What follows is a listing; give it again exactly, in its entirety.
— Begin Listed records —
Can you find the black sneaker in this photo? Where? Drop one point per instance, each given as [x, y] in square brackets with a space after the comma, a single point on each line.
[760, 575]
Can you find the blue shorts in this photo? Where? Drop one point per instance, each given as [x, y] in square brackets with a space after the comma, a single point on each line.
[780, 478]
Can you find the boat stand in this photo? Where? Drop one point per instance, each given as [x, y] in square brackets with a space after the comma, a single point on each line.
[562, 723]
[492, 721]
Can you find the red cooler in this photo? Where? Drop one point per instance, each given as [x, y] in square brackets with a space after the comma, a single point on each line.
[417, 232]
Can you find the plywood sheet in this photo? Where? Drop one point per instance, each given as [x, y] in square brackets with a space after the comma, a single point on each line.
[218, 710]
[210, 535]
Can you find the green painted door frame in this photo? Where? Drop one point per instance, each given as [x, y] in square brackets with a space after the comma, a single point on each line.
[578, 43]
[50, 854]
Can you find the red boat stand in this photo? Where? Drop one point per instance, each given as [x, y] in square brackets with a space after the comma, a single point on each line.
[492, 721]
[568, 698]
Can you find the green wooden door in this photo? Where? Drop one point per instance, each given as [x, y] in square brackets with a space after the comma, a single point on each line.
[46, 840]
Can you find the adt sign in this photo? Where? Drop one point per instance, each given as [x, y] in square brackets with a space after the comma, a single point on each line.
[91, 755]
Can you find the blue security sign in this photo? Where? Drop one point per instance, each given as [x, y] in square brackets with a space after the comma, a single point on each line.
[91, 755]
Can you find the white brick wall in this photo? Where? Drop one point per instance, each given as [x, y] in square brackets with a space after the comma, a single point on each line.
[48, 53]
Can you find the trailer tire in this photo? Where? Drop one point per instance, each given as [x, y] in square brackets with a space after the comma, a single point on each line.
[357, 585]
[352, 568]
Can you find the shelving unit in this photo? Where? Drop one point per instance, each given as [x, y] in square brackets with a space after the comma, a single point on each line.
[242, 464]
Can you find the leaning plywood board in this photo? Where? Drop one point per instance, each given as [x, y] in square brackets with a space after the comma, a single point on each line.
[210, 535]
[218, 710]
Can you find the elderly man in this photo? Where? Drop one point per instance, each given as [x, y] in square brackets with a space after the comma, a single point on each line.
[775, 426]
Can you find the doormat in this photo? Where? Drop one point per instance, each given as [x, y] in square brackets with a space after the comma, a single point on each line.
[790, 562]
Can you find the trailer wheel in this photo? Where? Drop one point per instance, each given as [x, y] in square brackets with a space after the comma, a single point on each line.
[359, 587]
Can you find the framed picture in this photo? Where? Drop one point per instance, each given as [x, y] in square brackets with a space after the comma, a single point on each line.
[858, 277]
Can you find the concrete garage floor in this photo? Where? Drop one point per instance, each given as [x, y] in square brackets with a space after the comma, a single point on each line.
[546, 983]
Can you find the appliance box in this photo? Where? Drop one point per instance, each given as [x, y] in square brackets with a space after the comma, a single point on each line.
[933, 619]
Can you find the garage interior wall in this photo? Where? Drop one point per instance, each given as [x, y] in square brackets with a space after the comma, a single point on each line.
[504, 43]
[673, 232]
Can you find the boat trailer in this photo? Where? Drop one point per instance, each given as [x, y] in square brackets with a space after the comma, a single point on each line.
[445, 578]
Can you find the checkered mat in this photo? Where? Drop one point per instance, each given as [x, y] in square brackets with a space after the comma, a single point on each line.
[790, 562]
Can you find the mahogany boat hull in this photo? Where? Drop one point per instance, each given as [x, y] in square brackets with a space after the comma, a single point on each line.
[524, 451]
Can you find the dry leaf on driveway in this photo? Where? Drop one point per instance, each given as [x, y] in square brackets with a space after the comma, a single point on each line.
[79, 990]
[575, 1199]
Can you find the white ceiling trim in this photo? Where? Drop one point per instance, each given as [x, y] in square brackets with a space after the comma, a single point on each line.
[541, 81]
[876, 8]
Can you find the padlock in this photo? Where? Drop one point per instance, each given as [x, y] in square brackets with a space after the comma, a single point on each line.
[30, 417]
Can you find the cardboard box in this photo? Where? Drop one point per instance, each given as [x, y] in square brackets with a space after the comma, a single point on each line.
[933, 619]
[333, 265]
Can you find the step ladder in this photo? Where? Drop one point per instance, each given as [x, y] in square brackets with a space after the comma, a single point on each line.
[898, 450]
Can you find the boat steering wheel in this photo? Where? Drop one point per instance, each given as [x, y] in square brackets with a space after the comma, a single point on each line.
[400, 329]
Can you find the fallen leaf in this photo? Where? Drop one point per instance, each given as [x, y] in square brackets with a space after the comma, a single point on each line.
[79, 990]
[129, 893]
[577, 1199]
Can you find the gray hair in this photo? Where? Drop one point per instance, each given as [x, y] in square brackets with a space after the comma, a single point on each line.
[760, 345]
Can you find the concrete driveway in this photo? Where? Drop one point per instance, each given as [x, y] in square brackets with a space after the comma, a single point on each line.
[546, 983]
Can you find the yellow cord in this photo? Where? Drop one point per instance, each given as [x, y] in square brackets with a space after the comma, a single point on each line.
— End Listed records —
Response:
Can you find the black sneaker in this photo? Where? Drop one point per instance, each given as [x, y] in square brackets with a space after the comma, a single point on each line.
[760, 575]
Can you find the blue shorts in this photo? Where? Drop one point per instance, each given as [x, y] in square brackets with a space after the comma, a single point on each line.
[780, 478]
Can you find the boat stand in this photo? Where? Drop one point per instance, each given as [x, y] in square brackets with a space after the comma, a single point on each line.
[562, 723]
[492, 721]
Can you find the red cooler in this photo? Where? Drop one point per instance, each given as [x, y] in square brackets with a space after the comma, a single point on each line.
[417, 232]
Can you find the plywood sheet in this photo? Where? Drop one point per instance, each given as [x, y] in square brackets with a space after the comma, a single point on each line.
[218, 710]
[210, 535]
Can you find the green painted door frame in this photo? Where? Drop one point per instance, each given as [x, y] in square brackets with a space after the comma, a single point on each line.
[578, 43]
[50, 854]
Can you find the red boat stand in this photo? Where? Drop one point per instance, each given as [x, y] in square brackets with a space after the comma, a single point on each line.
[492, 721]
[568, 698]
Can you find the green wooden door in this photo? Where? Drop one point per instance, each given as [x, y] in square brackets with a space after the comma, a single point on each line.
[46, 840]
Can you find the adt sign in this photo? Where? Drop one point per instance, each given as [x, y] in square brackets with a space after the comma, a single point on each line.
[91, 755]
Can you find the blue security sign in this photo? Where? Drop one point per instance, each given as [x, y] in square brackets with a space after the comma, a single point on each line.
[91, 755]
Can you find the white brick wall in this photo? Where? Drop one point per instance, each given as [x, y] in square brackets with a space after the comma, a single point on each line.
[48, 53]
Can you find the trailer tire in this photo? Where? Drop one point per instance, each given as [x, y] in square brackets with a space after the comma, a single point on each line.
[357, 585]
[352, 568]
Can you find the shelving unit in this photo? Where? Drop one point per instance, each given as [x, y] in square brackets with a space after the comma, a single point on each line.
[242, 464]
Can you find the leaning plywood board in this photo? Where? Drop one point per instance, each given as [x, y] in square brackets with a space after the comma, a single point on each line.
[210, 535]
[218, 710]
Can you find the elderly man in this photo? Where? Drop one point per instance, each given as [x, y] in square brackets with a space after the comma, a single point on each line.
[775, 426]
Can you find the doormat in this photo? Where? Drop one point per instance, each given as [x, y] in square brackets with a space after the comma, a single point on each line.
[790, 562]
Can you find the trailer wheel in this photo? Where? Drop one point per instance, each given as [x, y] in square brackets with a space after the comma, a single point on each line.
[359, 587]
Can you find the framed picture in this photo? Where? Drop one point per instance, each given as [x, y] in square brackets with a space after the comma, a single point on each line.
[858, 277]
Can you find the concrete garage floor in this photo? Where? Drop one point per instance, each given as [x, y] in square brackets with a space after the comma, a single point on each line.
[546, 983]
Can you find the appliance box in this photo? Where? Drop one point per instance, each given as [x, y] in square brackets with a space after the comma, a single point on each line.
[933, 619]
Can you find the garage interior wall in this photo? Where? Drop one point per instance, each given as [x, y] in square brackets with a space after the comma, a single point on each line.
[504, 43]
[673, 232]
Can you find the boat trailer in this photo? Where? Drop one point per instance, each given as [x, y] in square brackets with a space after the comma, a single point on each line.
[445, 578]
Can you find the checkered mat in this photo? Where? Drop one point per instance, each given as [x, y] in square brackets with a space after the comma, a single point on each line.
[790, 562]
Can you find the mahogany boat hull in this photo? Where? Drop one point per instance, each given as [x, y] in square brackets with a space after the comma, a single point on each line.
[524, 451]
Can you find the dry leaf on driveway in this photo? Where? Drop one point per instance, each given as [x, y] in square brackets with a space after the comma, a single point on each line.
[79, 990]
[575, 1199]
Can you find the white ceiling trim in this photo? Where? Drop one point per instance, each given as [x, y] in square brackets with a space after the comma, a single point on each line.
[541, 81]
[876, 8]
Can you find the padlock in this photo? Where? Drop one point per instance, each given as [x, y] in square brackets with a space after the comma, a single point on each line.
[30, 417]
Can you find the cardboard box in this photo? Where? Drop one point per instance, each given as [x, y] in square brackets with a space after the comma, a single point on each line.
[933, 619]
[333, 265]
Can you find the step ladder in this photo? Where? Drop one point per instance, each given as [x, y] in square brackets with a space after the comma, a single point on each line.
[898, 450]
Can you find the boat steering wheel in this photo? Where? Drop one point per instance, each given as [x, y] in square brackets with a space after the comma, a single point on each line.
[400, 329]
Can you find the fallen leaf in this photo? Where? Drop one point per instance, each given as [x, y] in square brackets with a space after the comma, a single point on each line.
[79, 990]
[129, 893]
[577, 1199]
Can you find the gray hair in this photo? Where? Drop one point per instance, each given as [x, y] in square brackets with a space after the comma, a single point on each line.
[760, 345]
Can you find the concrete driveway in this photo? Where? Drop one point per instance, each given as [x, y] in square brackets with a space after the comma, a single point on each line.
[546, 983]
Can you find the yellow cord in this photo? Where? Drop one point per instance, each given as [x, y] in square brackets with a space after the comma, a single point on each line.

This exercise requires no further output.